Provided text -
·····

7. Open Design Questions

A running register of decisions to validate during the prototype phase. Each entry records the current direction and what evidence would change it.

7.1. Tag normalization

Direction: Vocabulary-aware enrichment (Option A). On capture, fetch the top-N most-frequent existing tags from D1 and pass them to the Llama prompt as preferred reuse candidates. New tags are still allowed, but the LLM is biased toward the existing vocabulary so the corpus converges on its own ontology rather than fragmenting (k8s vs kubernetes, vector-database vs vector-db).

To validate during prototype:

  • Does drift actually decrease in practice, or does the LLM ignore the hint and invent synonyms anyway?
  • Does the extra D1 read add meaningful capture latency? (Expected: cheap with an index on tags.)
  • What's the right N? Too few → no anchor; too many → context bloat.
  • Cold-start behavior: how messy is the first ~50 captures before vocabulary stabilizes?

Would reconsider if: drift persists despite the hint (fall back to Option B, post-hoc canonical map), or if capture latency regresses noticeably.

·····

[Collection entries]
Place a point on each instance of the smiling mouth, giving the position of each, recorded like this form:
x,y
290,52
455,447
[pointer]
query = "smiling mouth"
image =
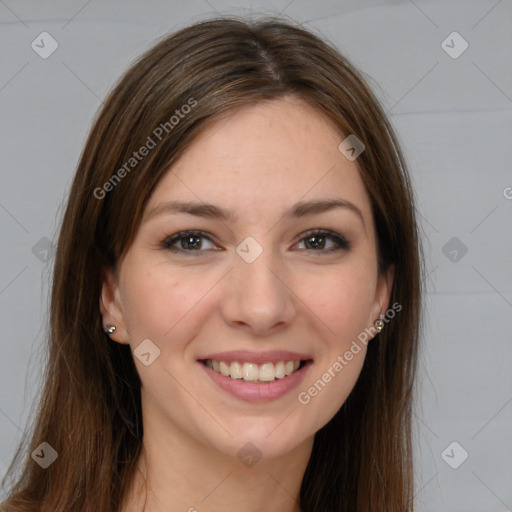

·····

Work required - According to the design notes on tag normalization, why are the most frequent existing tags passed to the Llama prompt on capture? Answer in one to three sentences.

Solution to this problem - They serve as preferred reuse candidates that bias the LLM toward the existing vocabulary. That way the corpus converges on its own ontology instead of fragmenting into variants such as k8s versus kubernetes or vector-database versus vector-db.